The records »
┌────────

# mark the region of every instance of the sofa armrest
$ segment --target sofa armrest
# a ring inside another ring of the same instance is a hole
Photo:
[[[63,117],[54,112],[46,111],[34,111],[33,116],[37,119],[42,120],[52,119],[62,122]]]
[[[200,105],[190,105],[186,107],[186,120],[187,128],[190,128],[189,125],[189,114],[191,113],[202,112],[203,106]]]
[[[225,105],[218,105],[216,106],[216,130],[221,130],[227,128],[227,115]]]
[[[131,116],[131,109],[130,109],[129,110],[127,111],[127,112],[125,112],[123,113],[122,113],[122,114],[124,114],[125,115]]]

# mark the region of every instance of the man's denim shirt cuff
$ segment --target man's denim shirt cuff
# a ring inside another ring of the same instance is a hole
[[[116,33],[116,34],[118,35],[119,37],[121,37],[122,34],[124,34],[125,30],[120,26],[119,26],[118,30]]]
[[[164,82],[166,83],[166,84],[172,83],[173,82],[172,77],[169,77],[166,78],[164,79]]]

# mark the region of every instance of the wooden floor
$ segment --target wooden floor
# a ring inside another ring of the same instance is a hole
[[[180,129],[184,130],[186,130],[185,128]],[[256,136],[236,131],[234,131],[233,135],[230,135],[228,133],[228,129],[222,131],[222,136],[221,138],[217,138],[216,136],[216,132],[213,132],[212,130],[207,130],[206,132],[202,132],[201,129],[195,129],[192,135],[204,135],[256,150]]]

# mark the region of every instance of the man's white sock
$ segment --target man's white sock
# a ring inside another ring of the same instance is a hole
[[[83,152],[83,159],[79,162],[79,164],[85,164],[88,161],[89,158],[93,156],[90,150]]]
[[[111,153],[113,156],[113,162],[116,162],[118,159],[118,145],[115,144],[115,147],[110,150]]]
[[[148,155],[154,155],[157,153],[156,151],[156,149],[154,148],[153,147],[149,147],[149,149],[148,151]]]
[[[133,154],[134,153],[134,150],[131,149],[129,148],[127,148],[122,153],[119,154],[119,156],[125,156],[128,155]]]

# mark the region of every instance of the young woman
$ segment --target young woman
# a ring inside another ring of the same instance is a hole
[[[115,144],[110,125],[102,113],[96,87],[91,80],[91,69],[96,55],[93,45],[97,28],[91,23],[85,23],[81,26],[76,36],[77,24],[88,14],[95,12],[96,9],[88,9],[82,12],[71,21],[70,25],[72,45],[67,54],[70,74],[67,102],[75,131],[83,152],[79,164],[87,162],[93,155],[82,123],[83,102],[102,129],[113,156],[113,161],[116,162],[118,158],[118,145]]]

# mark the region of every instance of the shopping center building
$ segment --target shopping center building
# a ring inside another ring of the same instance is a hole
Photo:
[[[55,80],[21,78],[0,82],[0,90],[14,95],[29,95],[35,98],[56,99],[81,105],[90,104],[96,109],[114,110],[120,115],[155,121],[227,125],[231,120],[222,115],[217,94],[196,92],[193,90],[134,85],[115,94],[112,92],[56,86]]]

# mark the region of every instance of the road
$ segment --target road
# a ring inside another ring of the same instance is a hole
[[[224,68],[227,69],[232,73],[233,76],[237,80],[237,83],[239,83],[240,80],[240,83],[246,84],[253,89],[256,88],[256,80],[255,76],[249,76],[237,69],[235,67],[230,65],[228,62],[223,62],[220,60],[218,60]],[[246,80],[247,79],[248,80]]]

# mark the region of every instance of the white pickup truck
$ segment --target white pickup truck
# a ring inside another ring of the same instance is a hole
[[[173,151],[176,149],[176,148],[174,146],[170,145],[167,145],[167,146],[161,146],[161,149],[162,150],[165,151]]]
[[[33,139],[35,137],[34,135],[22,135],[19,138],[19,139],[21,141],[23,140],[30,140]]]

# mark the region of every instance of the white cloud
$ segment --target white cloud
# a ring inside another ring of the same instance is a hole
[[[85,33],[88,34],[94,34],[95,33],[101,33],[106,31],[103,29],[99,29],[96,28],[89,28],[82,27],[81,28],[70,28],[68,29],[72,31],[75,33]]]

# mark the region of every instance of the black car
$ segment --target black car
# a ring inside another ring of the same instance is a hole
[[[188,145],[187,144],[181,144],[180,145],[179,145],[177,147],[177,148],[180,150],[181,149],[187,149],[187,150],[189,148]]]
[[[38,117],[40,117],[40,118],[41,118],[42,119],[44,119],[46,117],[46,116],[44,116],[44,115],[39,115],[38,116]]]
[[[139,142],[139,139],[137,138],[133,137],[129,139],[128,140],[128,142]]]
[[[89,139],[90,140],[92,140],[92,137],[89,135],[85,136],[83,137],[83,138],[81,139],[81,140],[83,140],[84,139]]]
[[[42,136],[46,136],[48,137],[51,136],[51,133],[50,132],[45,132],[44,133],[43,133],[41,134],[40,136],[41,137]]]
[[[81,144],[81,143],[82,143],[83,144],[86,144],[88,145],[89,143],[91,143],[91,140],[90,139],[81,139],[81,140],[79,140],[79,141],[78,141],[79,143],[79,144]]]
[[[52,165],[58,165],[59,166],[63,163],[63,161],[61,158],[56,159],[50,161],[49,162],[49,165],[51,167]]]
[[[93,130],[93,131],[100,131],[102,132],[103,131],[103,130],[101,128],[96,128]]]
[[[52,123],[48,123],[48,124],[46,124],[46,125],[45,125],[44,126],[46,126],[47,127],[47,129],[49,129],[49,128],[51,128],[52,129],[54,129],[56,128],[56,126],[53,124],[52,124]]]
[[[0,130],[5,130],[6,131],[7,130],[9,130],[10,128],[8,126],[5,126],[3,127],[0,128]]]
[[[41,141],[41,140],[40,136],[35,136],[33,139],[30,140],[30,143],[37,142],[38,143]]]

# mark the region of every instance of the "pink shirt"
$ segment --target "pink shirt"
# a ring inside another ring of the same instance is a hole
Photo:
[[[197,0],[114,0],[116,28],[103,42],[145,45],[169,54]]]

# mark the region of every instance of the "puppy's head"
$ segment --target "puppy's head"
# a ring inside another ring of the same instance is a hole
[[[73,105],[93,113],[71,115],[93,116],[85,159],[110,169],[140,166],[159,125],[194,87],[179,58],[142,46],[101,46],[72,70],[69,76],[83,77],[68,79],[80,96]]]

└────────

Problem statement » Copy the entries again starting at the line containing "# mark the region of every instance of the white pickup" and ending at the line containing "[[[197,0],[114,0],[116,28],[103,42],[145,45],[169,54]]]", both lines included and the requests kept as they are, and raise every polygon coordinate by 97.

Task response »
# mark the region of every instance of the white pickup truck
$ segment --target white pickup truck
# a ring inside another ring of the same instance is a hole
[[[270,248],[273,246],[273,245],[271,243],[267,242],[264,242],[264,243],[258,243],[258,246],[259,247],[262,248]]]
[[[130,236],[132,234],[131,232],[119,232],[116,235],[116,236],[118,238],[120,237],[127,237]]]

# mark the region of every instance of the white cloud
$ segment --target white cloud
# a ring inside another ring of the same instance is a hole
[[[182,130],[185,131],[191,131],[192,130],[198,130],[203,128],[200,126],[196,126],[193,125],[186,125],[179,124],[178,125],[167,125],[165,126],[169,128],[172,130]]]

# mark the region of every instance of the black car
$ segment --target black car
# a ring inside another ring of the same instance is a hole
[[[285,242],[284,241],[278,241],[277,242],[276,242],[274,244],[274,245],[277,247],[278,246],[284,246],[284,247],[286,245]]]
[[[135,214],[137,214],[137,215],[138,215],[139,216],[141,216],[143,214],[143,213],[141,213],[141,212],[136,212],[135,213]]]
[[[236,239],[236,236],[234,235],[230,234],[226,236],[225,237],[225,239]]]
[[[186,236],[187,237],[189,237],[189,234],[186,232],[182,233],[180,234],[180,235],[178,236],[178,237],[180,237],[181,236]]]
[[[139,233],[143,233],[145,234],[148,233],[148,230],[147,229],[142,229],[141,230],[140,230],[138,231],[137,233],[138,234]]]
[[[178,241],[178,240],[179,240],[180,241],[183,241],[185,242],[186,240],[188,240],[188,237],[187,236],[178,236],[178,237],[176,237],[176,238],[175,238],[176,240],[176,241]]]
[[[149,262],[155,262],[156,263],[160,260],[160,258],[158,255],[153,256],[147,258],[146,259],[146,262],[148,264]]]
[[[190,227],[190,228],[197,228],[199,229],[200,228],[200,227],[198,225],[193,225]]]
[[[149,220],[145,220],[145,221],[143,221],[143,222],[142,222],[141,223],[143,223],[144,224],[144,226],[146,226],[146,225],[148,225],[149,226],[151,226],[153,225],[153,223],[150,221],[149,221]]]
[[[97,227],[102,227],[103,228],[104,227],[106,227],[107,225],[105,223],[102,223],[100,224],[97,225]]]
[[[138,238],[138,237],[137,233],[132,233],[130,236],[127,237],[127,240],[134,239],[135,240]]]

# mark the region of every instance of the "pink shirt"
$ segment --target "pink shirt"
# a ring inside another ring of the same instance is a hole
Photo:
[[[294,97],[211,97],[213,125],[200,139],[242,142],[266,151]]]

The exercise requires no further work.